DATA RECORDS.
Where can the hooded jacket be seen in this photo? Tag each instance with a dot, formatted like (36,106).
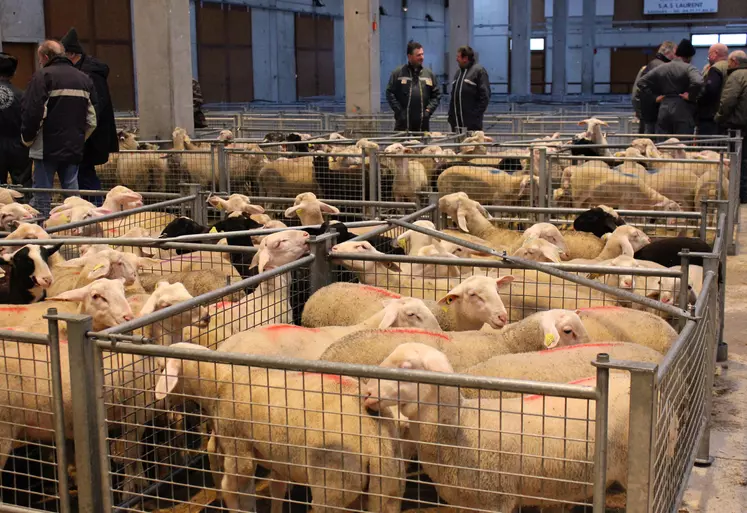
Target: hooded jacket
(58,112)
(732,111)
(470,95)
(414,95)
(104,139)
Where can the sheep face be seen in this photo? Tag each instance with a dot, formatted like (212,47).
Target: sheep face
(104,300)
(408,312)
(477,299)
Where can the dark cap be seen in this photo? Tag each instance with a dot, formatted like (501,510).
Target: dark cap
(71,43)
(685,49)
(8,65)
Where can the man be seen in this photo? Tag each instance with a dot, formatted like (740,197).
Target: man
(14,156)
(470,93)
(732,110)
(104,139)
(413,92)
(715,77)
(676,86)
(646,107)
(58,116)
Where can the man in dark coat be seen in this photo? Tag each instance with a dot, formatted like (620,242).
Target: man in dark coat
(14,156)
(645,105)
(104,139)
(57,117)
(470,93)
(676,86)
(413,92)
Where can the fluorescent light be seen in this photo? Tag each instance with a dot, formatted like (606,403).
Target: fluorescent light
(733,39)
(537,43)
(704,39)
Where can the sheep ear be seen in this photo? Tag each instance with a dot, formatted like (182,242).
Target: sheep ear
(169,378)
(328,208)
(100,270)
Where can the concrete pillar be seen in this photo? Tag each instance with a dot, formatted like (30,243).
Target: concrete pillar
(362,67)
(588,42)
(559,47)
(164,67)
(461,21)
(521,58)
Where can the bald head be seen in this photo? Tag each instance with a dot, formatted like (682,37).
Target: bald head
(48,50)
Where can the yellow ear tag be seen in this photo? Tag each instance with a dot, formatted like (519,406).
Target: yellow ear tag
(549,339)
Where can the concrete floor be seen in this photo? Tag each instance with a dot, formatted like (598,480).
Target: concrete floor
(722,487)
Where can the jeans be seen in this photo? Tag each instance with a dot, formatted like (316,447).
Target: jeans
(89,180)
(44,179)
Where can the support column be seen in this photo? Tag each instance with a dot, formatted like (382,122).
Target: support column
(362,67)
(461,21)
(559,47)
(588,43)
(163,60)
(521,58)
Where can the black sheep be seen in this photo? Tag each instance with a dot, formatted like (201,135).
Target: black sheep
(597,221)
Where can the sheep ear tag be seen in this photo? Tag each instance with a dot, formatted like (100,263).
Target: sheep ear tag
(549,339)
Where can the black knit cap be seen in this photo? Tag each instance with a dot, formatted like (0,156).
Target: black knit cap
(71,43)
(8,65)
(685,49)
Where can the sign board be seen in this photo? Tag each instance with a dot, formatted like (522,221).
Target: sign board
(679,6)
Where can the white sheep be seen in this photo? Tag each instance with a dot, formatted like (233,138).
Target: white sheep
(509,451)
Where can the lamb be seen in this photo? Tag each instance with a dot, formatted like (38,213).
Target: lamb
(489,186)
(310,343)
(370,447)
(28,276)
(558,365)
(539,331)
(530,453)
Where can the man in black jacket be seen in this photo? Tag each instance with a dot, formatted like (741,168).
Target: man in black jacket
(413,92)
(58,116)
(14,156)
(645,105)
(104,139)
(470,93)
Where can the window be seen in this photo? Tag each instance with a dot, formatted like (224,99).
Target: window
(712,39)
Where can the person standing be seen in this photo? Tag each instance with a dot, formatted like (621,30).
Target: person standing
(646,107)
(715,77)
(732,110)
(470,93)
(413,93)
(14,156)
(58,116)
(676,86)
(104,139)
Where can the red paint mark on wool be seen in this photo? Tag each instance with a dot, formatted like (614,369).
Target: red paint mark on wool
(416,331)
(579,346)
(380,291)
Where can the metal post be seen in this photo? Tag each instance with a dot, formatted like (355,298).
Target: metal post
(703,458)
(89,424)
(63,487)
(321,273)
(600,434)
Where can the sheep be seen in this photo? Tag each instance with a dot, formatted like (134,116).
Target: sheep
(310,343)
(490,186)
(531,452)
(539,331)
(558,365)
(628,325)
(370,447)
(28,277)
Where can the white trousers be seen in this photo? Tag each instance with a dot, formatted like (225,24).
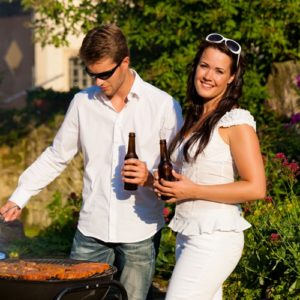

ACTION ITEM. Could you print all of the entries above exactly as written, minus the pictures?

OUTPUT.
Where can the hooded jacket be seen in this photo? Tag each instance with a dot, formatted like (36,106).
Target: hooded jacket
(58,112)
(732,111)
(470,95)
(414,95)
(104,139)
Where can the sheep face be seen in this photo? Tag each instance with a dot, formatted like (212,47).
Target: sheep face
(104,300)
(408,312)
(477,299)
Where can the dark cap be seen in this photo? Tag each instance with a dot, formatted like (501,510).
Target: dark cap
(71,43)
(685,49)
(8,65)
Where can the man be seen in this photo? Tag each instance with a dot, formatted like (740,197).
Target: man
(14,156)
(470,93)
(732,110)
(104,139)
(413,92)
(715,77)
(676,86)
(646,107)
(58,116)
Where can the man in dark coat be seen in this photo? Tag each instance with a dot, formatted like (620,242).
Target: man in dark coat
(14,156)
(645,105)
(104,139)
(57,117)
(470,93)
(676,86)
(413,92)
Where can the fluorescent light be seen in this photo? Tag each instance with a dot, formatted like (606,403).
Target: fluorescent light
(733,39)
(537,43)
(704,39)
Where can the sheep ear be seen in this photo? Tag each instance with a dot, formatted like (182,242).
Target: sheep ear
(169,378)
(328,208)
(100,270)
Where can the concrete pillar be seen in this photo? Tag each instance with a dot, formatted like (30,243).
Target: concrete pillar
(362,67)
(588,42)
(559,47)
(164,67)
(461,21)
(521,58)
Where can the bald head be seen in this photo? Tag each instance with a dot, formatted like (682,37).
Target: bald head
(48,50)
Where can the yellow ear tag be seen in this photo? Tag each instance with a dot, formatted like (519,406).
Target: yellow ear tag
(549,339)
Where can the concrete floor be seen in this photo? Tag each instance with a dot, formatted like (598,480).
Target: concrete floor
(722,487)
Where can the jeans be seen in this photo? Tag each instance with a dot, formatted like (316,447).
Target: jeans
(89,180)
(44,179)
Where can the support column be seen in this photo? Tag each instance with a dot, formatted like (382,122).
Target: support column
(362,67)
(461,21)
(559,47)
(588,43)
(163,60)
(521,58)
Where can the black sheep be seen in this photo? Tag each instance with a dot, formatted like (201,135).
Target: black sheep
(597,221)
Where can the sheep ear tag be seen in this photo? Tag each instance with a dot, formatted like (100,263).
Target: sheep ear tag
(549,339)
Where can the black knit cap be seen in this photo? Tag each instance with a dot, formatted like (0,156).
Target: black knit cap
(71,43)
(8,65)
(685,49)
Where can the sign board be seen in this photo? Tag each instance with a dot, formatted like (522,221).
Target: sign board
(679,6)
Where can the white sheep be seen in this photo? Tag each instance with a dot, formatted like (233,138).
Target: white sheep
(509,451)
Where can the lamb be seen in this photo? Tag each instance with a dot, formatted like (38,213).
Target: lamb
(489,186)
(310,343)
(370,447)
(28,276)
(558,365)
(539,331)
(530,453)
Where can the man in black jacket be seen in this photo? Tag each instance with a dot, formatted like (741,168).
Target: man in black jacket
(413,92)
(58,116)
(14,156)
(645,105)
(104,139)
(470,93)
Where can the window be seen in this photo? Tag each instance with a dot, formatted like (224,99).
Target: window
(712,39)
Where can the person standing be seen in this photo? Tag each instance with a dot, formatted like (621,30).
Target: person standing
(646,107)
(715,77)
(732,110)
(470,93)
(413,93)
(14,156)
(58,116)
(676,86)
(104,139)
Where can the red paint mark on wool be seen in this photo? Tag each instance with a dot, formatted like (614,369).
Target: red paint mark on wool
(416,331)
(579,346)
(380,291)
Where can the metal post be seen in this photo? Tag each instance with a dot, formatted like (355,298).
Target: metal post
(703,458)
(89,424)
(63,487)
(321,273)
(600,434)
Where can the sheep be seen in this photo? Tag each instance with a dot, formatted like (134,116).
Target: sheep
(310,343)
(490,186)
(531,452)
(539,331)
(558,365)
(628,325)
(370,447)
(28,277)
Where can the white trousers be seen in this photo? Tag each instance with a dot, formatted like (225,24).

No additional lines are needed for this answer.